(RECORDS FOR THE EXERCISE)
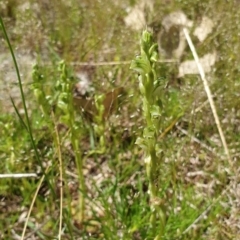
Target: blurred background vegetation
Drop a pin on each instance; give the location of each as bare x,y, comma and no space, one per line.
89,35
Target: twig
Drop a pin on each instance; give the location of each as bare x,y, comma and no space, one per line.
116,63
32,203
209,95
18,175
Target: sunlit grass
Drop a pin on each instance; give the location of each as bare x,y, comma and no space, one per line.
194,171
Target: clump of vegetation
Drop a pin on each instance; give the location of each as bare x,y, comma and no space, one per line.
88,177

(EXERCISE DETAILS)
What is needed is an exact reprint of every entry, pictures excluded.

(RESULT OF THE EXERCISE)
Target: blurred background vegetation
Drop a pin on each instance; give the location of each as bare x,y, comma and no space, one per line.
89,35
Target: twig
Drop a pin on each instance; give the location of each as bare x,y, comma and no space, one per line.
116,63
32,203
209,95
18,175
Target: sunlit grass
Drop a pin on each instance; give the location of each as bare x,y, comma and no space, one per line.
194,171
Target: clump of vegetation
Drop a pin on each instance; give the location of each as bare x,y, comma and no space, one per line.
88,177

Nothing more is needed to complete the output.